▸ **Brief A**
Answer these about the hydrodesulfurization text:
(i) What does FIG. 1 show?
(ii) What share of the total feedstock by volume counts as a "substantial portion"?
(iii) How are heavier hydrocarbon components boiling above 700° F. generally processed more profitably?

▸ **Text block**
★ ★ ★ ★ ★

FIG. 1 is a graph showing the relationship between desulfurization as achieved by the hydrodesulfurization process of the present invention versus the desulfurization achieved by a process employing the prior art hydrogen circulation rate and vaporization rate.
 The hydrocarbon feedstock suitable for use with the present invention generally comprises a substantial portion of a distillate hydrocarbon feedstock, wherein a “substantial portion” is defined as, for purposes of the present invention, at least 50% of the total feedstock by volume. The distillate hydrocarbon feedstock processed in the present invention consists essentially of any one, several, or all refinery streams boiling in a range from about 150° F. to about 700° F., preferably 300° F. to about 700° F., and more preferably between about 350° F. and about 700° F. at atmospheric pressure. For the purpose of the present invention, the term “consisting essentially of” is defined as at least 95% of the feedstock by volume. The lighter hydrocarbon components in the distillate product are generally more profitably recovered to gasoline and the presence of these lower boiling materials in distillate fuels is often constrained by distillate fuel flash point specifications. Heavier hydrocarbon components boiling above 700° F. are generally more profitably processed as fluidized catalytic cracking process (“FCC”) feed and converted to gasoline. The presence of heavy hydrocarbon components in distillate fuels is further constrained by distillate fuel end point specifications.

★ ★ ★ ★ ★

▸ **Brief B**
In the records, take the lines starting at the one containing "Quality assurance note: the wooden" and ending at the one containing "[[152, 315, 414, 340]]". Switch "Quality assurance note" to "Review note" and write out only those lines again, with nothing else changed.

Rows from a box labeling dataset
★ ★ ★ ★ ★

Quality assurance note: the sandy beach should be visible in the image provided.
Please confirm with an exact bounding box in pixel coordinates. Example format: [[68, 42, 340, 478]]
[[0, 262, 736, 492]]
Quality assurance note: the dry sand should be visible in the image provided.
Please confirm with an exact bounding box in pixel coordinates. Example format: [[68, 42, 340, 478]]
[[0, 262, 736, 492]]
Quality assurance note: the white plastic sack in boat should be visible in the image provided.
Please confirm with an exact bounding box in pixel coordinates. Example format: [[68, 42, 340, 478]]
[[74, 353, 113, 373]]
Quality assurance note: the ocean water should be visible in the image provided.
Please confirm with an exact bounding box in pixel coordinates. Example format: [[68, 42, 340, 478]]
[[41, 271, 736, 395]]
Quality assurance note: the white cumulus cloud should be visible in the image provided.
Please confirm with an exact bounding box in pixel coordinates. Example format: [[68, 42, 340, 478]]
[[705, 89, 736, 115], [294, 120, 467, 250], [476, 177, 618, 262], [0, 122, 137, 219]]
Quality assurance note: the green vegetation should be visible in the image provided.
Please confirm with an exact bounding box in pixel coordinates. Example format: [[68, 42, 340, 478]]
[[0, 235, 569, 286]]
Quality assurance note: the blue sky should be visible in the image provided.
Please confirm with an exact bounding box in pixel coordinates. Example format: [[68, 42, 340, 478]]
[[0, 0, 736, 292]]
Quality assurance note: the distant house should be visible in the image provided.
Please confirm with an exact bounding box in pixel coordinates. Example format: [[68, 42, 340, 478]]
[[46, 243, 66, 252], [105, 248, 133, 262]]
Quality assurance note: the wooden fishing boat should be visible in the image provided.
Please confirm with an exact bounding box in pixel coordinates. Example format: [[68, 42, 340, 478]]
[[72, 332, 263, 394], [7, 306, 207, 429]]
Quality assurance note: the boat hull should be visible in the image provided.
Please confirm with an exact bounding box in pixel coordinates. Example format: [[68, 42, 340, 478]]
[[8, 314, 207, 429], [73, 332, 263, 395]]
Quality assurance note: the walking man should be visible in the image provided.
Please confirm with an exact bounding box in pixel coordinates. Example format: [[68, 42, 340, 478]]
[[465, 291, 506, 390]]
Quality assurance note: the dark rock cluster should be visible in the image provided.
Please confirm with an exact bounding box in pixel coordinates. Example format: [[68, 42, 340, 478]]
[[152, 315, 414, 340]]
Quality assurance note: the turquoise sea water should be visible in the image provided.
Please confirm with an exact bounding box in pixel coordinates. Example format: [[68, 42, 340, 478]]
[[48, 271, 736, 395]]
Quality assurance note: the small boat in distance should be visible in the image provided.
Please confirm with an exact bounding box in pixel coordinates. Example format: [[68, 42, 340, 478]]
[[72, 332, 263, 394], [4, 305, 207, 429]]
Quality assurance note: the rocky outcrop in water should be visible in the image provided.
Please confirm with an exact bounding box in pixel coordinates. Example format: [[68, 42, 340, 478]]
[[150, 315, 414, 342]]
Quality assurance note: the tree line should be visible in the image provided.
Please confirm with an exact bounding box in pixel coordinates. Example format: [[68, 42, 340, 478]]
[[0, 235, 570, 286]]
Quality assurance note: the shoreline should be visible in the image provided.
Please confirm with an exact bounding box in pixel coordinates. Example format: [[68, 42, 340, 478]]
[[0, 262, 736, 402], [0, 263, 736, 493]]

★ ★ ★ ★ ★

▸ **Correct result A**
(i) A graph of the relationship between the desulfurization achieved by the hydrodesulfurization process of the present invention and the desulfurization achieved by a process using the prior art hydrogen circulation rate and vaporization rate.
(ii) At least 50%.
(iii) As fluidized catalytic cracking process ("FCC") feed, converted to gasoline.

▸ **Correct result B**
Review note: the wooden fishing boat should be visible in the image provided.
Please confirm with an exact bounding box in pixel coordinates. Example format: [[68, 42, 340, 478]]
[[72, 332, 263, 394], [7, 306, 207, 429]]
Review note: the boat hull should be visible in the image provided.
Please confirm with an exact bounding box in pixel coordinates. Example format: [[68, 42, 340, 478]]
[[8, 314, 207, 429], [73, 332, 263, 395]]
Review note: the walking man should be visible in the image provided.
Please confirm with an exact bounding box in pixel coordinates. Example format: [[68, 42, 340, 478]]
[[465, 291, 506, 390]]
Review note: the dark rock cluster should be visible in the image provided.
Please confirm with an exact bounding box in pixel coordinates. Example format: [[68, 42, 340, 478]]
[[152, 315, 414, 340]]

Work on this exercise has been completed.